Oggi stiamo incontestabilmente vivendo un periodo storico in cui la necessità di suddividere lo spazio, il mondo o il vivente per comprenderli sembra meno evidente. Il pensiero scientifico non si basa più su opposizioni binarie, ma si sforza di rivelare la continuità dietro le apparenti discontinuità, per esempio cercando di comprendere e forse ricreare il passaggio dalla materia alla vita. L’uguaglianza tra i sessi è un’esigenza del pensiero democratico, ma, al di là di questa uguaglianza, è un’identità di funzioni, di ruoli e di definizioni a essere postulata nel momento in cui si mette l’accento sulla preminenza del concetto stesso di essere umano. Infine, la storia politica del pianeta sembra mettere in discussione le frontiere tradizionali nel momento in cui il mercato libero mondiale prende forma e le tecnologie della comunicazione sembrano di giorno in giorno cancellare gli ostacoli legati allo spazio e al tempo.

> **Materiale fornito**
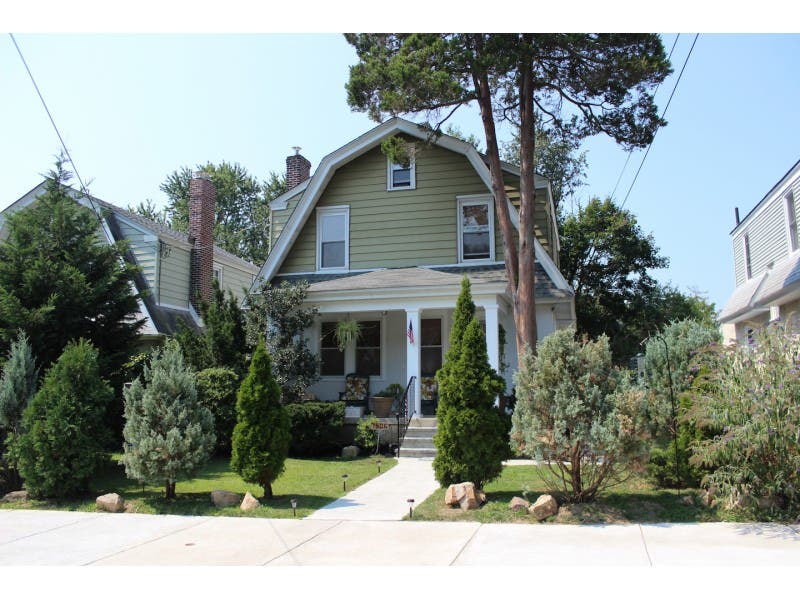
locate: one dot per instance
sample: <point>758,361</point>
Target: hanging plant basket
<point>346,333</point>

> **Compiti assegnati**
(a) In base al brano fornito, spieghi in una o due frasi perché la storia politica del pianeta sembra mettere in discussione le frontiere tradizionali.
(b) Risponda brevemente alle seguenti domande sul brano fornito:
(i) Quale passaggio il pensiero scientifico cerca di comprendere e forse ricreare?
(ii) Di che cosa è un'esigenza l'uguaglianza tra i sessi?
(iii) Che cosa viene postulato, al di là di tale uguaglianza, quando si mette l'accento sulla preminenza del concetto di essere umano?

> **Compiti svolti**
(a) Ciò avviene perché il mercato libero mondiale sta prendendo forma. Inoltre le tecnologie della comunicazione sembrano cancellare di giorno in giorno gli ostacoli legati allo spazio e al tempo.

(b)
(i) Il passaggio dalla materia alla vita.
(ii) Del pensiero democratico.
(iii) Un'identità di funzioni, di ruoli e di definizioni.